(Information provided):
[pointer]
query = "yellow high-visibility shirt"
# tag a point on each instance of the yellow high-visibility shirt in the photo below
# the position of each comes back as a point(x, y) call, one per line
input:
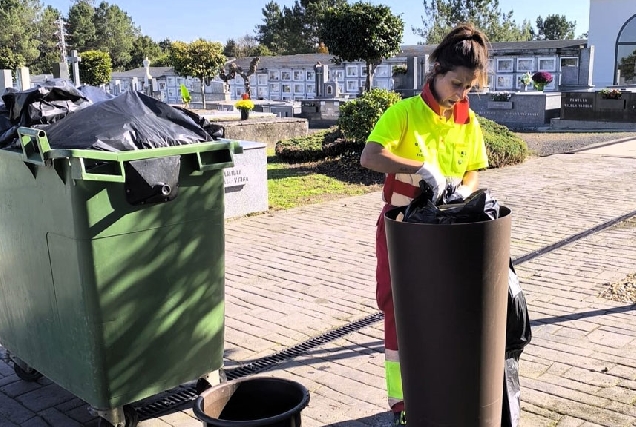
point(412, 130)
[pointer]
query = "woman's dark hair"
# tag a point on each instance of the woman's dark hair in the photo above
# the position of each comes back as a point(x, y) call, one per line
point(464, 46)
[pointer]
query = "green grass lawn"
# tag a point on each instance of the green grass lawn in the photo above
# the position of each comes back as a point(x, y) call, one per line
point(290, 186)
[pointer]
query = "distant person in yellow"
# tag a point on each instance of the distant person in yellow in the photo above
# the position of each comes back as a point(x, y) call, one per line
point(435, 137)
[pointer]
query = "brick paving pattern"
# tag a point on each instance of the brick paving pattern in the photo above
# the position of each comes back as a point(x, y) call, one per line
point(295, 274)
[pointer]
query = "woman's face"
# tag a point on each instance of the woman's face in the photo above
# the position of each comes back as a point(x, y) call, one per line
point(454, 86)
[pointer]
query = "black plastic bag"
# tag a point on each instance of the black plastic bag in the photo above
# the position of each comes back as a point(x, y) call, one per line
point(518, 335)
point(518, 330)
point(214, 130)
point(511, 409)
point(152, 180)
point(479, 206)
point(47, 103)
point(95, 94)
point(130, 121)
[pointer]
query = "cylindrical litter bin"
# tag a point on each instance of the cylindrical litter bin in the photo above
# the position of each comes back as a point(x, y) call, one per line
point(450, 284)
point(112, 301)
point(252, 402)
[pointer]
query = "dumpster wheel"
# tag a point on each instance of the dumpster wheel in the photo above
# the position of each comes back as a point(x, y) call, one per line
point(130, 414)
point(25, 372)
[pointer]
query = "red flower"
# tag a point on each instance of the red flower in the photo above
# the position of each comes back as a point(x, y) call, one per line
point(542, 77)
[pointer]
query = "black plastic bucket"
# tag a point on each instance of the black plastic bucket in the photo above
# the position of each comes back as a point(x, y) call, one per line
point(252, 402)
point(450, 289)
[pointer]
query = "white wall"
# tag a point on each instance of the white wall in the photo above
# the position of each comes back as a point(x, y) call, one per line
point(606, 19)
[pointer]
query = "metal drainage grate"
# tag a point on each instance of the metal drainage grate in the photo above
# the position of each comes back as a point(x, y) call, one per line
point(184, 394)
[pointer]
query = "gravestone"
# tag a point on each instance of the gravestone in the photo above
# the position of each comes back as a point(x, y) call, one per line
point(569, 76)
point(147, 76)
point(322, 71)
point(75, 59)
point(61, 71)
point(524, 110)
point(578, 105)
point(6, 80)
point(134, 84)
point(24, 78)
point(117, 87)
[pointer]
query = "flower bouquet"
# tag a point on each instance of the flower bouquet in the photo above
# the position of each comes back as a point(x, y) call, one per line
point(501, 96)
point(540, 79)
point(611, 94)
point(526, 79)
point(244, 105)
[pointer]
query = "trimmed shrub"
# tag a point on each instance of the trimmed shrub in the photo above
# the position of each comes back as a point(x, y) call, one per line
point(358, 117)
point(308, 148)
point(502, 145)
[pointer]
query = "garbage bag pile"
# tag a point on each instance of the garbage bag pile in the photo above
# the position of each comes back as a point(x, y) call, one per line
point(88, 117)
point(481, 206)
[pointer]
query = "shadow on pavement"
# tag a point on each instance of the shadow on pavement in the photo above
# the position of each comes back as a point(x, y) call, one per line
point(582, 315)
point(383, 419)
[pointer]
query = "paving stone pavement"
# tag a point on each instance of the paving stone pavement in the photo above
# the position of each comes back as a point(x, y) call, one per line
point(295, 274)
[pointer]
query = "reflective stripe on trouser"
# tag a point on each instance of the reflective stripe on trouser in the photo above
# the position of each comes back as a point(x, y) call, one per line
point(384, 298)
point(393, 377)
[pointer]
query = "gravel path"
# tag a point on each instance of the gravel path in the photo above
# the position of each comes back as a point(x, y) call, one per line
point(546, 143)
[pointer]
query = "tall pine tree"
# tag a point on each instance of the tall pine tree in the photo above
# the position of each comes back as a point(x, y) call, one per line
point(440, 16)
point(19, 42)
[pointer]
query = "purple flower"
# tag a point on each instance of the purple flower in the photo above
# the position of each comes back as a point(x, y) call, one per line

(Exercise description): Copy all lines from the material above that hold the word "hair".

(Response):
query = "woman's dark hair"
# tag a point on each instance of the woman's dark hair in the photo above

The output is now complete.